** Start Data supplied **

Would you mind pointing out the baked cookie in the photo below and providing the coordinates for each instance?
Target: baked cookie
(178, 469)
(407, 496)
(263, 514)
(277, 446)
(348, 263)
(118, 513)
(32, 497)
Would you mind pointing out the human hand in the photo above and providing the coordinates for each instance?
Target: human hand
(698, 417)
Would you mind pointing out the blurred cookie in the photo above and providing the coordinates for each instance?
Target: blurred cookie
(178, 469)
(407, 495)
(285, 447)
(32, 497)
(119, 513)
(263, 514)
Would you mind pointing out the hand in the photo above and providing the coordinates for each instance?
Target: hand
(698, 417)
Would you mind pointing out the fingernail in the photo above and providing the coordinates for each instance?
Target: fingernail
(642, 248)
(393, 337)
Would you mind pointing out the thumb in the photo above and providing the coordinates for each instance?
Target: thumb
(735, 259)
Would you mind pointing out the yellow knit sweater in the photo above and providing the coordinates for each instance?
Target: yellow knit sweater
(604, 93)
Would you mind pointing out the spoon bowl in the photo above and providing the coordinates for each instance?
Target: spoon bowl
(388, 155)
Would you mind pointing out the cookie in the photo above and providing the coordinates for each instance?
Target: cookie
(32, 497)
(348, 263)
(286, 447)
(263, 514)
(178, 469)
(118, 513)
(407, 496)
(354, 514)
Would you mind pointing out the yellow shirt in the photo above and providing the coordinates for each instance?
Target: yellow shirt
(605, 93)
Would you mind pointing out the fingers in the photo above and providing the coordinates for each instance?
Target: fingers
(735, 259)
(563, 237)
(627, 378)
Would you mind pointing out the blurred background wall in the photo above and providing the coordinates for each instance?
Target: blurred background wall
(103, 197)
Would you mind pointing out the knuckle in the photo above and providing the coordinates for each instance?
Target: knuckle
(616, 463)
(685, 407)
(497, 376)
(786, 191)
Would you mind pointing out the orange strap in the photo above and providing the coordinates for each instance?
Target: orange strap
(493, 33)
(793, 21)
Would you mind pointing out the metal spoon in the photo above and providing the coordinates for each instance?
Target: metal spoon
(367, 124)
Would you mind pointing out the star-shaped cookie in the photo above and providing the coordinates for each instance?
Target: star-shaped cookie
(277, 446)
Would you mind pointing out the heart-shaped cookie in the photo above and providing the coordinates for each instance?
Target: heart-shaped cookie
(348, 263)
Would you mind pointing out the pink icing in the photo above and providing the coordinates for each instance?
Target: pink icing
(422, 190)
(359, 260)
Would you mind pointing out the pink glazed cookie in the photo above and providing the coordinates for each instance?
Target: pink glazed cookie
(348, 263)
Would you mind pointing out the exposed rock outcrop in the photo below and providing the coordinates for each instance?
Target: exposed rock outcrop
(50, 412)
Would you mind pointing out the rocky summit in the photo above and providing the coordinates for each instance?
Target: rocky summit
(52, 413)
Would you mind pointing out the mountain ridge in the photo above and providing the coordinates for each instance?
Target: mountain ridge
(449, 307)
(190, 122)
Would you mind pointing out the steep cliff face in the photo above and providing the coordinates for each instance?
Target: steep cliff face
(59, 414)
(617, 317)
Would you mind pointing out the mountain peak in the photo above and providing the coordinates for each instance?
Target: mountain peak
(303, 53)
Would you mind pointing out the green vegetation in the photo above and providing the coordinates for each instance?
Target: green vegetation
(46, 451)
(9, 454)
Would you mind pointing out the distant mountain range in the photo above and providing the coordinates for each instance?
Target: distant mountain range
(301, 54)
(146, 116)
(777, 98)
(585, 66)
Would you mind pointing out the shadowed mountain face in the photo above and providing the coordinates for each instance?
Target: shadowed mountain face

** End Data supplied **

→ **Direction**: Rewrite the data starting with the line that contains "Would you mind pointing out the green" and going on through the end of the data, keeping every line, requests included. Multiply each coordinate in the answers by 2.55 and round it to a whole number, with halves rounded up.

→ **Finished answer**:
Would you mind pointing out the green vegetation in the photo above and providing the coordinates for each instance?
Target: green vegetation
(117, 1150)
(23, 1158)
Would you mind pointing out the distant mountain range in the photo above and providing the coordinates for each instance?
Target: distant mountain range
(768, 138)
(372, 296)
(1981, 250)
(1492, 168)
Would you mind pointing out the shadowed mountain face in the photo above and providing the coordinates for each instance?
Target: shadowed mountain face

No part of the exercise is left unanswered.